◆ ACTIVITY 1 ◆
Check each statement against the editorial on preparing for pandemic and hurricane season. Answer yes or no, and quote the words that decide it: (a) Hurricane season begins June 1st. (b) First responders are likely to help people during a storm. (c) Planning must come from local elected leaders and emergency management officials.
◆ ACTIVITY 2 ◆
In the editorial on preparing for pandemic and hurricane season, how many COVID-19 cases had the U.S. reached as of April 28th?
◆ ACTIVITY 3 ◆
Carry on the editorial on preparing for pandemic and hurricane season, starting after its final sentence.

Editorial: Prepare For Pandemic And Hurricane Season

By / Editorials / Wednesday, 29 April 2020 20:27

By WILLARD KILLOUGH III
Managing Editor

Yep. That's really dark title for an editorial. Yet, it's a topic that needs discussion and planning now rather than later.

Hurricane season begins June 1st. The COVID-19 season is already underway at 1,011,600 cases in the U.S. as of April 28th.

Most of us living in New Hanover County and southeastern NC, have experienced the trials and hardships of hurricanes such as Florence, Fran, etc. Now, consider a Florence later this summer while we are still dealing with the Coronavirus.

Now is not the time to freak out! At this time, we have an opportunity to plan ahead. That planning must come from our local elected leaders and emergency management officials now rather than later.

Granted, they are currently dealing with a lot of logistics amid COVID-19, but if ever the cliche "An ounce of prevention is worth a pound of cure" was appropriate, in terms of the upcoming hurricane season, that phrase is most important.

During hurricanes, most people are told to evacuate or stock up on supplies and stay at home. No help during a storm. First responders will not likely risk their lives during a storm when they've already told people to evacuate. That's understandable.

Coronvirus, a hurricane, and for those who do evacuate to a shelter, how's that going to work out?

◆ DATA ◆
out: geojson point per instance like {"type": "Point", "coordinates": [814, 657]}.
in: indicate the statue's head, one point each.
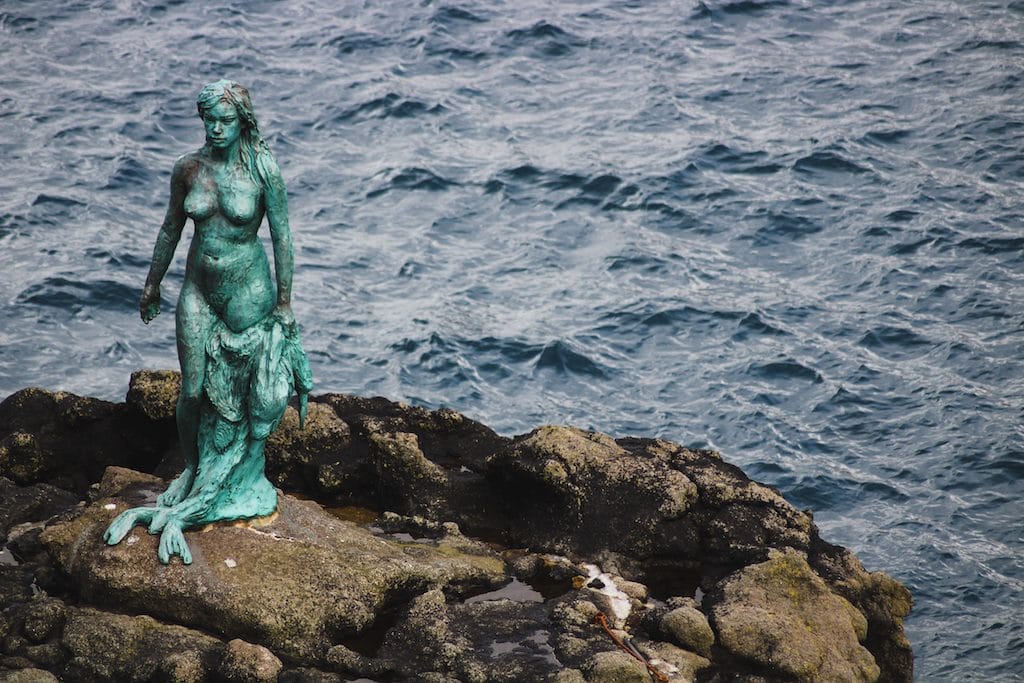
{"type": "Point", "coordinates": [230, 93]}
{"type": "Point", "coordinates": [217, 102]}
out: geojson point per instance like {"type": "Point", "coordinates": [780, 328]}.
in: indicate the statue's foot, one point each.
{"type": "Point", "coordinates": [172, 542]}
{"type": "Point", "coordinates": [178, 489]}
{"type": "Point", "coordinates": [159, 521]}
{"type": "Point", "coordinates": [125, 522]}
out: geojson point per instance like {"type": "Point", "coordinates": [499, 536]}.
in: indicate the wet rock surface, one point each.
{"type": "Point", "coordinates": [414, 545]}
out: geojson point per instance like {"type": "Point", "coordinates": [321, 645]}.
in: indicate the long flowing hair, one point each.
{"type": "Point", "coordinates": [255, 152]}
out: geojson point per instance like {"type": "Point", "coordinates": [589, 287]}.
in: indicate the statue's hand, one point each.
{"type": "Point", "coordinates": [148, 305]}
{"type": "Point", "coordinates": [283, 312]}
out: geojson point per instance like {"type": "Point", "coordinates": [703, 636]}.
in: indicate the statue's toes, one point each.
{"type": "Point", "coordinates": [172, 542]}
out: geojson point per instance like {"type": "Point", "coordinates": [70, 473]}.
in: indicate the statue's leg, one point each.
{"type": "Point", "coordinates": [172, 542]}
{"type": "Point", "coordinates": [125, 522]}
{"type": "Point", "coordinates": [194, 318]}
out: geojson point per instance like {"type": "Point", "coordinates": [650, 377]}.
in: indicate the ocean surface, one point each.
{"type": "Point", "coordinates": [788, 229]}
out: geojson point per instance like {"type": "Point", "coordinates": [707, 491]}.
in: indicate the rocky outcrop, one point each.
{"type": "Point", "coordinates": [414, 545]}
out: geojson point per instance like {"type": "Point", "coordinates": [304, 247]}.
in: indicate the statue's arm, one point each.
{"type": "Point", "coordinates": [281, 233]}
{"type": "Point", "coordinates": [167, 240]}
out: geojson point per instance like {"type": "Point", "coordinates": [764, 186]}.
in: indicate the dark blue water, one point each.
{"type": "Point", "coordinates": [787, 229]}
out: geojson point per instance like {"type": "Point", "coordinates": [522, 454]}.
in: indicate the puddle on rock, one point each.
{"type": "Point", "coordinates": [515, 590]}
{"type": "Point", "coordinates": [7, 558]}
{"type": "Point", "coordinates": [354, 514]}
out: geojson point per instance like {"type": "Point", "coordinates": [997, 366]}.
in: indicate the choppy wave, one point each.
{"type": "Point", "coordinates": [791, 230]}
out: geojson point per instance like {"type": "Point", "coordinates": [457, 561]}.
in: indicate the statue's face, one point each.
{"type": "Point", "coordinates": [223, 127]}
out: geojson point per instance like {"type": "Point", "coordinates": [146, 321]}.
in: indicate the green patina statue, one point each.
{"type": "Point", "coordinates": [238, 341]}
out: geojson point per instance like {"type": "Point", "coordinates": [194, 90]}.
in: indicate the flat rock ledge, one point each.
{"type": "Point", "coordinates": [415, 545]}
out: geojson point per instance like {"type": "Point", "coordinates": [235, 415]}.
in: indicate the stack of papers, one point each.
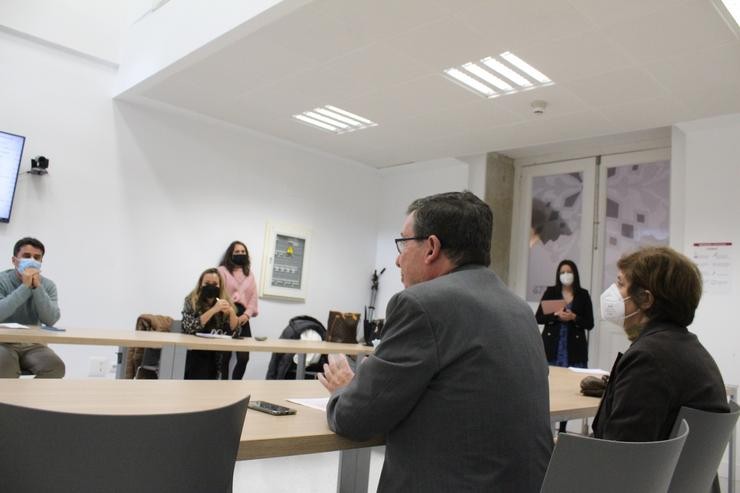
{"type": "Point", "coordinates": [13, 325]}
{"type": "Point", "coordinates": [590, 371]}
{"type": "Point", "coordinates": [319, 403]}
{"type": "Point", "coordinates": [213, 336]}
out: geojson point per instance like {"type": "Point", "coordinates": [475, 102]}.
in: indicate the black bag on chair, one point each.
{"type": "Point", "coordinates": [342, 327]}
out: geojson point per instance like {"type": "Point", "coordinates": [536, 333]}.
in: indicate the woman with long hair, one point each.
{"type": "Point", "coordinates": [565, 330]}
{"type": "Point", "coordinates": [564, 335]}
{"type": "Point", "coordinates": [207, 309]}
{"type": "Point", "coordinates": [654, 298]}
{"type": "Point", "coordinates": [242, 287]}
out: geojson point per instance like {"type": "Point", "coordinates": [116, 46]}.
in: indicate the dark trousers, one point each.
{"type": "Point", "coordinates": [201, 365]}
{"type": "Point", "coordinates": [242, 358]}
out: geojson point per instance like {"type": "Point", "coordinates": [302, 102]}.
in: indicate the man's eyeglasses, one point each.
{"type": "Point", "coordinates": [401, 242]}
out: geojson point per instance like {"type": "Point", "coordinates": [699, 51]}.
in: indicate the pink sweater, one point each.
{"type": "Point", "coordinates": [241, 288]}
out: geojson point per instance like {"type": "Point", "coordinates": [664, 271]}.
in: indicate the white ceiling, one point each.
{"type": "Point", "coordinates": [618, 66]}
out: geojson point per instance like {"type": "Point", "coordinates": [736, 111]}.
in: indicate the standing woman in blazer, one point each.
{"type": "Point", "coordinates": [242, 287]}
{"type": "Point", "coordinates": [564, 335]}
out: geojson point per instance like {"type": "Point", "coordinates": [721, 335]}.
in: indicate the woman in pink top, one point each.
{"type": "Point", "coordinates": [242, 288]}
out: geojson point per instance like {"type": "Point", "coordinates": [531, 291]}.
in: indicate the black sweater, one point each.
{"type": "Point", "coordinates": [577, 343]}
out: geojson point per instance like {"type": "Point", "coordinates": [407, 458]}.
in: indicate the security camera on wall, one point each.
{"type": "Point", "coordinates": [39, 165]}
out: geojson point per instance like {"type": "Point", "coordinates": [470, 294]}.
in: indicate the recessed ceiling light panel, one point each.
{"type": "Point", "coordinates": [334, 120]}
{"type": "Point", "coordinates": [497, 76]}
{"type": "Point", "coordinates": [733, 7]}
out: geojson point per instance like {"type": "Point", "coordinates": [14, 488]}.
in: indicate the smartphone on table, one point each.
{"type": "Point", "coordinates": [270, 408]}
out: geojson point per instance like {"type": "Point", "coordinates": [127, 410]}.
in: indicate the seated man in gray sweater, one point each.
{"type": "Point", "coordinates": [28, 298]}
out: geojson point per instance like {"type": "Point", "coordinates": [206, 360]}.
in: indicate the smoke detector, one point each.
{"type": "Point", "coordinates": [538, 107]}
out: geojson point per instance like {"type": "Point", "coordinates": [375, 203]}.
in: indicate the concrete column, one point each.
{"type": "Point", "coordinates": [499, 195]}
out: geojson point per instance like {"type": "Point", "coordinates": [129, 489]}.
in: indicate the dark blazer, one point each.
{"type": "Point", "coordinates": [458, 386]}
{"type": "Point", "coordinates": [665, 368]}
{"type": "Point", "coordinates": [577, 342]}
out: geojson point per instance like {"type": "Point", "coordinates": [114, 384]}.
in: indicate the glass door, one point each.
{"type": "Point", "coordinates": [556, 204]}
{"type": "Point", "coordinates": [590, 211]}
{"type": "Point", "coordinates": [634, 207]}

◆ TASK OUTPUT 1 ◆
(a) Yes: "Hurricane season begins June 1st."
(b) No: "First responders will not likely risk their lives during a storm when they've already told people to evacuate."
(c) Yes: "That planning must come from our local elected leaders and emergency management officials now rather than later."

◆ TASK OUTPUT 2 ◆
1,011,600 cases.

◆ TASK OUTPUT 3 ◆
Keith Acree, Public Information Officer for North Carolina Emergency Management under NC Department of Public Safety explained on Tuesday, "The response to COVID-19 and a hurricane response would largely draw on different resources.  The COVID-19 response is focused on medical personnel and personal protective equipment. A hurricane response typically draws on resources like search and rescue, sheltering and food/water. At the local level, counties that operate shelters are thinking about what sheltering would look like in a COVID-19 environment where social distancing needs to be observed. They are considering options that avoid congregate shelters with many people together in large open spaces like gyms."

Carolina Beach Town Manager Bruce Oakley explained, "We have had some informal "what if”" conversations but have not started planning for the possibility yet. As we start prepping for hurricane season it will definitely be included in the planning and discussions. We will also work with our partners at the County and Kure to make sure we all are on the same page."

Kure Beach Councilman David Heglar - Emergency Manager for the Town - explained, "In a high level way - yes it is being considered.  As far as guidance or details - the town’s hurricane planning process starts in late April, for approval of any plan changes at the May/June meetings.  This issue has been highlighted to the County and State for their thoughts/inputs - but have not received any guidance at this time."

U.S. Senator Marco Rubio (R-FL) and Senator Rick Scott (R-FL) wrote a letter to Federal Emergency Management Agency (FEMA) Administrator Peter Gaynor requesting that FEMA issue guidance for Floridians to prepare for the 2020 hurricane season. With less than two months before the official start to the hurricane season, and with the current Centers for Disease Control protocols for social distancing, they pointed out that proper planning must begin to keep Floridians safe and healthy in the event of a storm.

Suggestion: Federal, state and local governments should plan now to expedite disaster relief ahead of - and - for after such a storm now rather than after the fact. Many NC local governments are still waiting for aid they were promised several years ago for prior storms.

That slow-action model will not work amid the current pandemic if a storm(s) hit our coastal communities.

State officials often encourage people to make plans for storms such as stocking up on supplies, medications, preserving important documents. Now everyone should add COVD-19 concerns to those plans.